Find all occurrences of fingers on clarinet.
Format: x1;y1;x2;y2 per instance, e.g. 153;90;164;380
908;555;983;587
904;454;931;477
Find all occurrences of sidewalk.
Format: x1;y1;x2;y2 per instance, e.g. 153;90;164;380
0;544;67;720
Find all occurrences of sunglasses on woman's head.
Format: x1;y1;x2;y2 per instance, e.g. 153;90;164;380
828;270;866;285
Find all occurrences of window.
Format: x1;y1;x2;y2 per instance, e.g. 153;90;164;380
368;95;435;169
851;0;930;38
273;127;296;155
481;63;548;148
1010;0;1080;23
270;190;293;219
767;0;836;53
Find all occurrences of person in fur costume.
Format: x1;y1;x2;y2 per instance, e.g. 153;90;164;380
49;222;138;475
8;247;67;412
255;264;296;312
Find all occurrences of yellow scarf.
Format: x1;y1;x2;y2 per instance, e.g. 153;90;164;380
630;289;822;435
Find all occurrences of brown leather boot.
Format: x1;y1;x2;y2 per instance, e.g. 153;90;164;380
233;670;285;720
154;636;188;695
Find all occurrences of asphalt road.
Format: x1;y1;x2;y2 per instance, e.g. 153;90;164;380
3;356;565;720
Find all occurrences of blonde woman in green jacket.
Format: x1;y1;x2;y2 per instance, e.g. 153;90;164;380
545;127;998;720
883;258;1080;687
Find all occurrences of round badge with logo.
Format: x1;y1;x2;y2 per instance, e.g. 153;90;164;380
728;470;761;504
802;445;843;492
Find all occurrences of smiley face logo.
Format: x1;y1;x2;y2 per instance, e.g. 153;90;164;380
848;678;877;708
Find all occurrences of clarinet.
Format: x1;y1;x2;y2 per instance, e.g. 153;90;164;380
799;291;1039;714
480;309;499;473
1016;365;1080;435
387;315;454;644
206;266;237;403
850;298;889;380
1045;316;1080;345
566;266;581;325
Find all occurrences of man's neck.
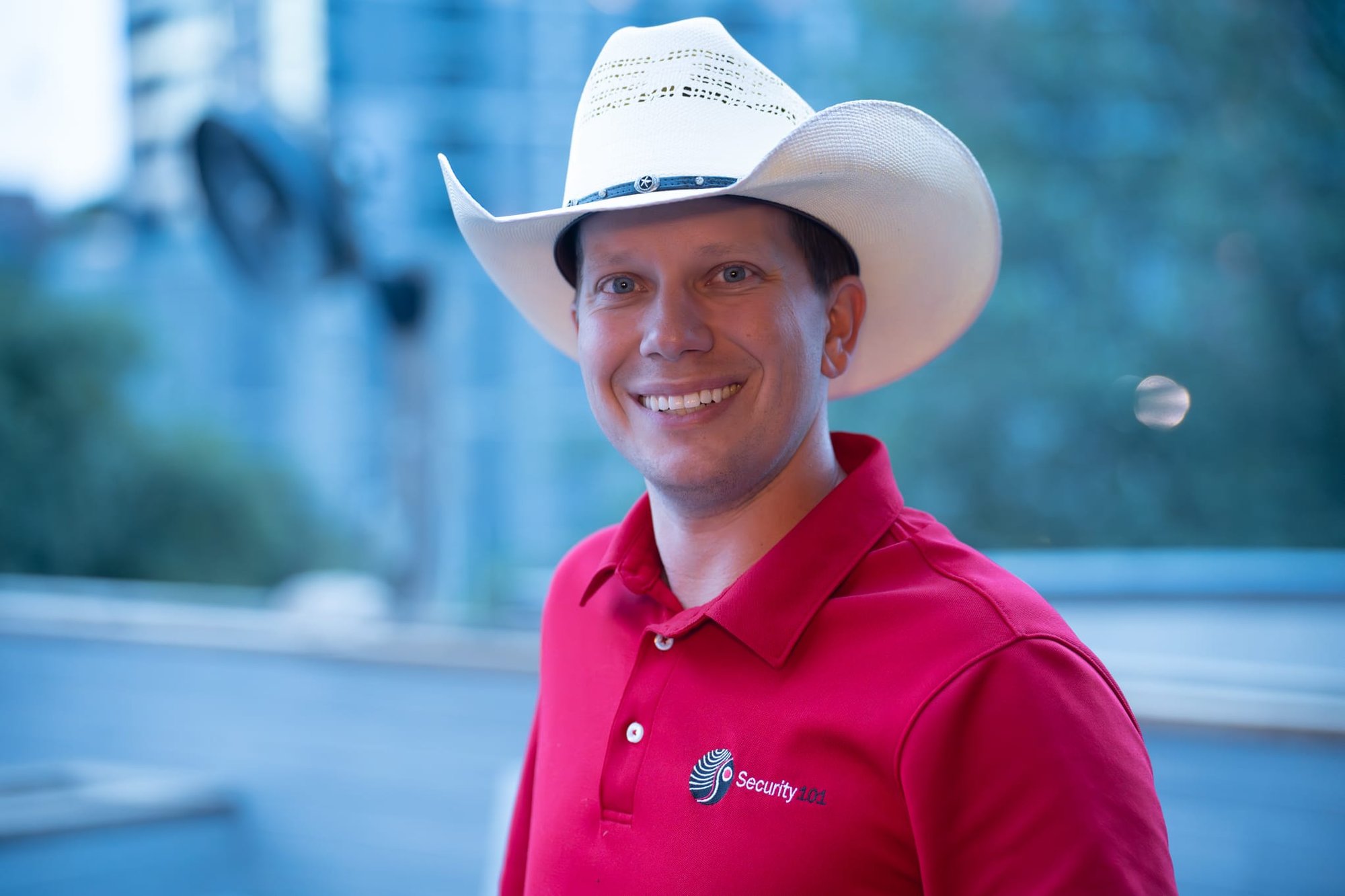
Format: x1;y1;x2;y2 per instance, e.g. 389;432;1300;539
650;414;845;607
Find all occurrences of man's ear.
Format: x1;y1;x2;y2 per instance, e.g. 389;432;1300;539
822;274;869;379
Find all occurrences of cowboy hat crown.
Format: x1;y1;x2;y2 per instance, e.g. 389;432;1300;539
438;17;999;398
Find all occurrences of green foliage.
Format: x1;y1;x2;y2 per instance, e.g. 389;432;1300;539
0;282;352;584
833;0;1345;546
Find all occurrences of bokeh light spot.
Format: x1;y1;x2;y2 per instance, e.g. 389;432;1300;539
1135;376;1190;429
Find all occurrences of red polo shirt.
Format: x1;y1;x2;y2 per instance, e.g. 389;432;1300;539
502;433;1177;896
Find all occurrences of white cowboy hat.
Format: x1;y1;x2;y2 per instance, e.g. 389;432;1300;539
438;13;999;398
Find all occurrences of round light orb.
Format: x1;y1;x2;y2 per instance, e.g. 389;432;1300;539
1135;376;1190;429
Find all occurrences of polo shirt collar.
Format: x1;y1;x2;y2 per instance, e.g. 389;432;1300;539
580;432;901;667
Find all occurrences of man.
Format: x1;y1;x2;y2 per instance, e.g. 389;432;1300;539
440;19;1176;895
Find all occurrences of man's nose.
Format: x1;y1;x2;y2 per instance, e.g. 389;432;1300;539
640;285;714;360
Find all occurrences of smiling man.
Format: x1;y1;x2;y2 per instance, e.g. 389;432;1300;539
440;19;1176;895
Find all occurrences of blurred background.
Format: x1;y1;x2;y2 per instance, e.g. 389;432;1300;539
0;0;1345;896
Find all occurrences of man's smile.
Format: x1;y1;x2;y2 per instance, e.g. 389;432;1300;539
638;382;742;417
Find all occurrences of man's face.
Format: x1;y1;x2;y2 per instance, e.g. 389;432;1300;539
574;198;845;509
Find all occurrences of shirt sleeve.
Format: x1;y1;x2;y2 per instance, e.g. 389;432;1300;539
897;638;1177;896
500;704;541;896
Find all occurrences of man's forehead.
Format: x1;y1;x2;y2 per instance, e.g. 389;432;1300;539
577;196;792;262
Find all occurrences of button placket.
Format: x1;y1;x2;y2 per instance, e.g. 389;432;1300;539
599;624;677;825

What the task asks: Copy out all of the material above word for word, every line from first to last. Leave out the pictures.

Reply:
Find all occurrences of fingers on clarinet.
Format: x1;y1;x2;y2 per instance, e.g. 153;90;164;380
908;555;983;587
904;454;931;477
Find all occurrences of sidewalk.
Format: x1;y1;x2;y2 per instance, e.g. 153;90;164;380
0;544;67;720
Find all occurrences of sunglasses on woman's head.
Format: x1;y1;x2;y2 per instance, e.g. 153;90;164;380
828;270;866;285
Find all occurrences of window.
Format: x1;y1;x2;y2 per instance, e.g. 153;90;164;380
368;95;435;169
851;0;930;38
273;127;296;155
481;63;548;148
1010;0;1080;23
270;190;293;219
767;0;836;53
Find all occurrences of person in fur costume.
Format: x1;y1;x2;y2 per instance, e.g. 153;90;164;380
49;222;138;475
8;247;67;412
255;264;296;312
Find all occurrences of yellow scarf.
Format: x1;y1;x2;y2 per instance, e.g. 153;90;164;380
630;289;822;435
Find all occurrences of brown leather boot.
Format: x1;y1;x2;y2 per instance, e.g. 153;90;164;380
233;670;285;720
154;636;188;695
Find all occurrences of asphalt road.
Format: x1;y1;x2;y2 per instance, e.g. 153;90;164;380
3;356;565;720
Find all occurrences of blonde woman in green jacket.
Format: x1;y1;x2;y2 per instance, e.g. 153;90;164;380
545;127;998;720
883;258;1080;687
Find all occurrences of round badge with logo.
Format: x1;y1;x2;y2 per instance, e.g. 153;90;164;380
728;470;761;504
802;445;843;492
Find all occurrences of smiley face logo.
Format: x1;y1;x2;y2 per instance, e.g. 153;90;164;380
848;678;877;708
Find all occurrences of clarinet.
Format: x1;y1;x2;y2 per instance, e.g. 153;90;164;380
799;291;1039;714
480;309;499;473
1016;365;1080;435
387;315;454;644
206;266;237;403
850;298;889;380
1045;316;1080;345
566;266;581;325
Find all occurrences of man's neck.
Format: x1;y1;x2;y2 per instance, e.g. 389;432;1300;539
650;414;845;607
Find all occurrences of man's ear.
Format: x1;y1;x2;y2 per instance, e.g. 389;432;1300;539
822;274;869;379
Find all occurrences of cowboy hat crown.
Format: x1;y1;x2;y2 per instance, e.g. 389;432;1300;539
438;17;999;398
Find all occurrences of green foliage.
Format: x1;y1;x2;y2 per instance, e.g. 389;432;1300;539
0;282;352;584
833;0;1345;546
Find all occurrences of bokeh light spot.
Format: x1;y1;x2;y2 per instance, e.g. 389;432;1300;539
1135;376;1190;429
Find all occurrences of red polo shirt.
Format: x1;y1;x2;y2 per instance, e.g. 389;432;1300;539
502;433;1177;896
Find all occurrences of white cowboy hat.
Format: x1;y1;x2;y2 per instance, e.g. 389;432;1300;539
438;13;999;398
Find all occurrences of round light orb.
Format: x1;y1;x2;y2 per instance, e.g. 389;432;1300;539
1135;376;1190;429
Find all occurrences of polo shirt collar.
Format: x1;y1;x2;y2 per instance, e.g. 389;432;1300;539
580;432;901;667
Find all occurrences of man.
Format: x1;y1;x2;y2 per instance, e.g. 389;432;1300;539
440;19;1176;895
Find all occurrences of man's nose.
Format: x1;y1;x2;y2 per instance, e.g. 389;432;1300;539
640;285;714;360
Find all occurrences of smiling man.
Format: x1;y1;x2;y2 per instance, e.g. 389;432;1300;539
440;19;1176;895
Find all occurrences of blurred background.
Format: x1;y1;x2;y2 per instance, e.g. 389;432;1300;539
0;0;1345;896
Find all occurrences of man's smile.
Format: x1;y1;x2;y2 per instance, e.g. 389;432;1300;539
638;382;742;417
Find all occurrences of man's face.
Format: x1;y1;x2;y2 per instance, e.g. 389;432;1300;539
574;198;845;509
Find all occurrences of shirt sleeve.
Format: x1;y1;x2;y2 per instance, e.g. 389;432;1300;539
897;638;1177;896
500;704;541;896
Find all occurrences of man's forehead.
Format: x1;y1;x2;y2 per instance, e.g. 389;432;1300;539
577;196;792;262
Find all occurrences of button placket.
Format: x1;y1;x2;y2 per instance, e.g. 389;432;1300;539
599;624;677;825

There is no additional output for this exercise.